[EXCERPT Boundary: Start]

There was nowhere to walk in the home without stepping on debris or animal waste. The counters and furniture were also covered in debris, according to the charging affidavit, and flies plagued the entire house.
Binz wrote that the home was “the absolute worst residence” he had been to in his five years as an officer because of the “overwhelming odor of ammonia [and] animal hoarding” and the overall living conditions, according to his report.
He notified the Department of Children and Families, calling for an immediate response. The agency removed the three girls – a 7-year-old, a 9-year-old and a 10-year old – from the three-bedroom, two-bath home and sent them to stay with a family member, according to police.
More chaos followed.
Gregg Nelson said he was having chest pains and requested an ambulance. He was later taken to a hospital.
Hamilton said she had taken 17 Xanax pills to end her life because she felt everything was going to be taken from her, according to the police report. She was also taken to a local facility for treatment and evaluation.
Susan Nelson, who remained on the scene, signed a consent form that allowed officers to enter her home and another form that allowed the animals to be removed. She wasn’t under arrest at the time and could have revoked her consent at any time, according to the police report.
By the time paperwork had been completed, Susan Nelson had been transported to the Volusia County Branch Jail with no bond. Gregg Nelson is in Edgewater police custody, according to police, and Hamilton is at another facility because of her suicide attempt. Law enforcement will be notified of her release, as a holdover affidavit will be in place for her arrest.

[EXCERPT Boundary: End]

• [WHAT TO PRODUCE]
Translate this sentence from the excerpt about the hoarding case into Spanish: "He notified the Department of Children and Families, calling for an immediate response."

[STUDY MATERIAL Boundary: Start]

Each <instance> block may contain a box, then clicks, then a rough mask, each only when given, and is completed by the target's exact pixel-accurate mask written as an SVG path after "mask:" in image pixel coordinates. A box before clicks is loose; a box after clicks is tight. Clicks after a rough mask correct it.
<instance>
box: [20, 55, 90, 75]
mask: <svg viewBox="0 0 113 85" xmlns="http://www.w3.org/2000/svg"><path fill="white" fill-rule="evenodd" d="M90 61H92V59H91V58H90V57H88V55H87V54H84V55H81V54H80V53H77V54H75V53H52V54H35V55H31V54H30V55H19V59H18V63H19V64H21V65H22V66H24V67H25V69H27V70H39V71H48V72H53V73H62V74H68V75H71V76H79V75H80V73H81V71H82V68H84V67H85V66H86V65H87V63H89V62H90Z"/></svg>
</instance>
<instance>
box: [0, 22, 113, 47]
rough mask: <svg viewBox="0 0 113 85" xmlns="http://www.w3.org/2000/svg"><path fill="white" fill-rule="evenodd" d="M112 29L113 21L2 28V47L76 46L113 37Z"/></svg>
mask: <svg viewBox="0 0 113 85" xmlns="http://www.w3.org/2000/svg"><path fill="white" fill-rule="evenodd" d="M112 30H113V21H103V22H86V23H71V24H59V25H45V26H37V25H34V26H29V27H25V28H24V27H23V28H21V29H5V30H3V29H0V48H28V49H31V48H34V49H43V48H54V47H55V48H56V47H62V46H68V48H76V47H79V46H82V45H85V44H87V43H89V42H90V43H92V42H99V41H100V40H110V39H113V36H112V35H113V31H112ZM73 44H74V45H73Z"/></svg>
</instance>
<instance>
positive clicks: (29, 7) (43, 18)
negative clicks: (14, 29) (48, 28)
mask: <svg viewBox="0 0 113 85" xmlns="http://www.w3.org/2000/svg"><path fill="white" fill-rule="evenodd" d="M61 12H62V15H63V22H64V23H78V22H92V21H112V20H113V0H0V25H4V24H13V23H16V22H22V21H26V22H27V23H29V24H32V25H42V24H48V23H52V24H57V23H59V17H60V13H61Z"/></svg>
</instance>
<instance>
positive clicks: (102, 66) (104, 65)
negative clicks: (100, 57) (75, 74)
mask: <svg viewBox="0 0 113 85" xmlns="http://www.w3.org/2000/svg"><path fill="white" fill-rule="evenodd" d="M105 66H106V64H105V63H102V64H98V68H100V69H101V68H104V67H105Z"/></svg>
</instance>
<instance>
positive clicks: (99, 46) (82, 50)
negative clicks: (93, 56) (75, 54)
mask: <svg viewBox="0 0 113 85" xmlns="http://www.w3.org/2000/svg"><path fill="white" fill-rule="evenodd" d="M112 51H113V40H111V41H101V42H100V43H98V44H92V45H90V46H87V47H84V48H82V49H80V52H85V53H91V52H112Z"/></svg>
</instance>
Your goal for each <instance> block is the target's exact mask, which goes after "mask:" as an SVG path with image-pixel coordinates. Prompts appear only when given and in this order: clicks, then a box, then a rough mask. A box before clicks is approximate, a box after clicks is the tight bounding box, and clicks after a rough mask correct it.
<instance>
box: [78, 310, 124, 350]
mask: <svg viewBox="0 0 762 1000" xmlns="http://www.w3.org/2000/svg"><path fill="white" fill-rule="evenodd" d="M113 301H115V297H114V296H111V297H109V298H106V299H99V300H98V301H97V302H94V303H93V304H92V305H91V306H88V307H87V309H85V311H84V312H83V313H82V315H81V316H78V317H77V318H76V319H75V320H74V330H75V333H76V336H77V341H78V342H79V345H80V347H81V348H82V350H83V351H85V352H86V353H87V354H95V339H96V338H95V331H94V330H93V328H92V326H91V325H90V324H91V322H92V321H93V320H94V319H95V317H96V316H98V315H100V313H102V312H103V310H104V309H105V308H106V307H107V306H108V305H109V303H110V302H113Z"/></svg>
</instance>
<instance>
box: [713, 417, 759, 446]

[STUDY MATERIAL Boundary: End]

• [RESPONSE TO THIS TASK]
Notificó al Departamento de Niños y Familias y pidió una respuesta inmediata.